▶ _EXCERPTED TEXT_

============

While architecture never became Gordon Matta-Clark’s profession, his work was inextricably linked with architecture and urbanism as societal products. Although Matta-Clark’s procedures could be considered violent, involving the literal “cutting” of buildings to create vertiginous spaces, his intentions seem to be a form of passive resistance and contemplation. It is only in the complexities of Matta-Clark’s work that we see the real potential of an “in-between” analysis. The complete oeuvre of Gordon Matta-Clark lies “in between” architecture and sculpture, performance and installation, photography and film, and most importantly, permanence and temporality.

In these “in-betweens” we begin to see a Foucauldian heterotopology in Matta-Clark’s spatiality. Matta-Clark’s radical anti-architectural gestures generate questions on state-controlled distribution of property, the growing concerns of modernity, and the inefficacy of post-modernists’ responses to these problems. Educated at Cornell under the legacy of Colin Rowe, Matta-Clark certainly had a formalist approach to his characteristic cuts. In many ways, Matta-Clark used modernist formal strategies to rebel against the movement’s inadequacies.

I have based my outlook and my work on those given things in the environment which have passed over into a neglected state … just as much out of a very personal identification with the cultural and social sense of being.” – Matta-Clark.

============

▶ _RECORD EXTRACTS_
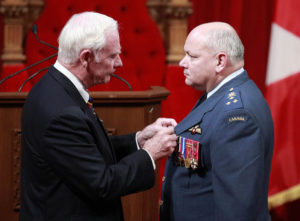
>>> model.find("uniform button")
[159,200,164,206]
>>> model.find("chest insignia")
[189,125,202,135]
[174,136,200,170]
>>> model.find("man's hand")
[144,127,177,161]
[136,118,177,148]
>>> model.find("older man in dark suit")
[20,12,177,221]
[160,22,274,221]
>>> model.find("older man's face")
[88,32,123,85]
[179,29,217,92]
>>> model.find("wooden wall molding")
[147,0,193,64]
[0,0,44,64]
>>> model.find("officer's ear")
[79,49,94,68]
[216,52,228,73]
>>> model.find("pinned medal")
[175,136,200,170]
[189,124,202,135]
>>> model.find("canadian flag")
[265,0,300,220]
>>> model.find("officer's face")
[179,31,217,92]
[88,32,123,85]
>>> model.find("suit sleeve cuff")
[135,133,156,170]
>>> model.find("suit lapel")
[175,71,249,135]
[175,92,219,134]
[49,66,116,162]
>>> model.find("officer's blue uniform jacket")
[160,71,274,221]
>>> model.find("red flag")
[266,0,300,220]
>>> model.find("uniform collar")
[207,68,245,98]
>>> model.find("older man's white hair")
[207,22,244,63]
[58,12,118,64]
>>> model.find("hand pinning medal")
[189,125,202,135]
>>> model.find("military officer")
[160,22,274,221]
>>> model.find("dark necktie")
[87,97,96,114]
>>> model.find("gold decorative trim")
[268,184,300,210]
[12,129,21,211]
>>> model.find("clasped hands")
[136,118,177,161]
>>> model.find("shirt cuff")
[135,133,156,170]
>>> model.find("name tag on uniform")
[175,136,200,170]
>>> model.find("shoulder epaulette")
[224,88,243,110]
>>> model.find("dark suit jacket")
[20,67,154,221]
[161,72,274,221]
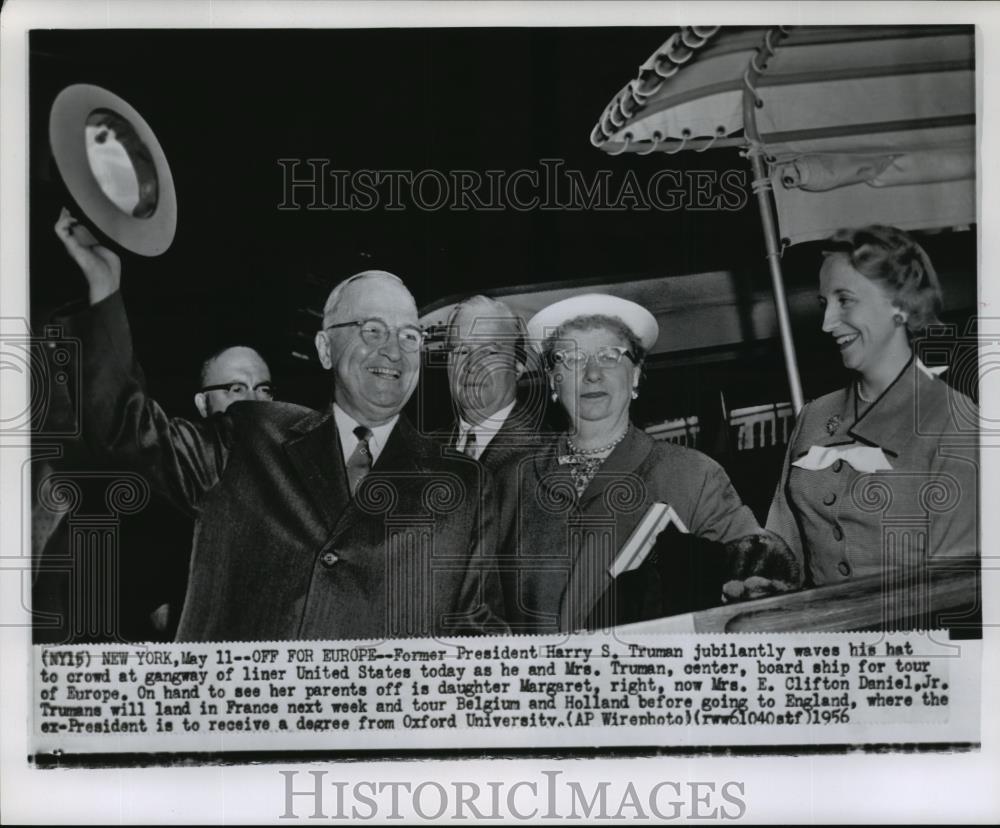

============

▶ _WHAT YOU NEED TO DO_
From the passage on Gordon Matta-Clark, quote verbatim the portion that begins at "While architecture never" and ends with "permanence and temporality.".

▶ _COMPLETED EXERCISE_
While architecture never became Gordon Matta-Clark’s profession, his work was inextricably linked with architecture and urbanism as societal products. Although Matta-Clark’s procedures could be considered violent, involving the literal “cutting” of buildings to create vertiginous spaces, his intentions seem to be a form of passive resistance and contemplation. It is only in the complexities of Matta-Clark’s work that we see the real potential of an “in-between” analysis. The complete oeuvre of Gordon Matta-Clark lies “in between” architecture and sculpture, performance and installation, photography and film, and most importantly, permanence and temporality.